>> Start

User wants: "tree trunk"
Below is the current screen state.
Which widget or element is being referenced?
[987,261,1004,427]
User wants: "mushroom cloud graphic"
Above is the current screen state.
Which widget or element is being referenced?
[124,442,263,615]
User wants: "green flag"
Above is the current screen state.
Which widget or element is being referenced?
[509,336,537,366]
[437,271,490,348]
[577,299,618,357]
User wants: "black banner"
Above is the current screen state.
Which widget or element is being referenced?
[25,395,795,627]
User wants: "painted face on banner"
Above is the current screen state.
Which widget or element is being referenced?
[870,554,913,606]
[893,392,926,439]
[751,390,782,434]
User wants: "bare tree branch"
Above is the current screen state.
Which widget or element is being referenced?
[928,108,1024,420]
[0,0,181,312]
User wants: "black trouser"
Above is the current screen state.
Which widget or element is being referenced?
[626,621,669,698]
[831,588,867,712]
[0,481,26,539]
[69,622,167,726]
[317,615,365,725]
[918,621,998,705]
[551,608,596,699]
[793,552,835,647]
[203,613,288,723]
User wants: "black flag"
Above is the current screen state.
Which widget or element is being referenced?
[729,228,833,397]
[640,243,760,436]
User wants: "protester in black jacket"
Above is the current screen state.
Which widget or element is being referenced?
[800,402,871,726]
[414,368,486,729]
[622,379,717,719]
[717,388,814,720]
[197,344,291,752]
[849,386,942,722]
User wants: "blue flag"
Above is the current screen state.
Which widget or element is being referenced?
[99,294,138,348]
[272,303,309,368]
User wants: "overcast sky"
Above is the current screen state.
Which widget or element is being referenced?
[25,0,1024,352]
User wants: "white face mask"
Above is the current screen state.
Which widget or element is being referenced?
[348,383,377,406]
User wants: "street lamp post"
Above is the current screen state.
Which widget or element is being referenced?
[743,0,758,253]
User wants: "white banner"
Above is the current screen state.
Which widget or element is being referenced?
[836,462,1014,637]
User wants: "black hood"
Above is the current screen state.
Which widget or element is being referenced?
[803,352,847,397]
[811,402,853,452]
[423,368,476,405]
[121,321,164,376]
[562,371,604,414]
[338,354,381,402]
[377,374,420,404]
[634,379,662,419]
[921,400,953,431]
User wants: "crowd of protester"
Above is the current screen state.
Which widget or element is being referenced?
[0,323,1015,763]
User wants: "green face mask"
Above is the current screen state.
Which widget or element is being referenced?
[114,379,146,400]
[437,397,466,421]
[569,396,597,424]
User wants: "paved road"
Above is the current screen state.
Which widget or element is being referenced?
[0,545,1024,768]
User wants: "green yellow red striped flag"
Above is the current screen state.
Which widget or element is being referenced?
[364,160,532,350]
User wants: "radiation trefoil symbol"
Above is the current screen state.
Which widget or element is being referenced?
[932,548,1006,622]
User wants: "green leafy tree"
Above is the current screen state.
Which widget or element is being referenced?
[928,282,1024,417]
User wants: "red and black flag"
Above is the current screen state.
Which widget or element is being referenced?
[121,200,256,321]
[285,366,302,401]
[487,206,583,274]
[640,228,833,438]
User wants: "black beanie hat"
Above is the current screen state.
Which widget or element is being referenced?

>> End

● **Problem statement**:
Show each line of the records above that contains the word "white". Case counts.

● **The output**:
User wants: "white face mask"
User wants: "white banner"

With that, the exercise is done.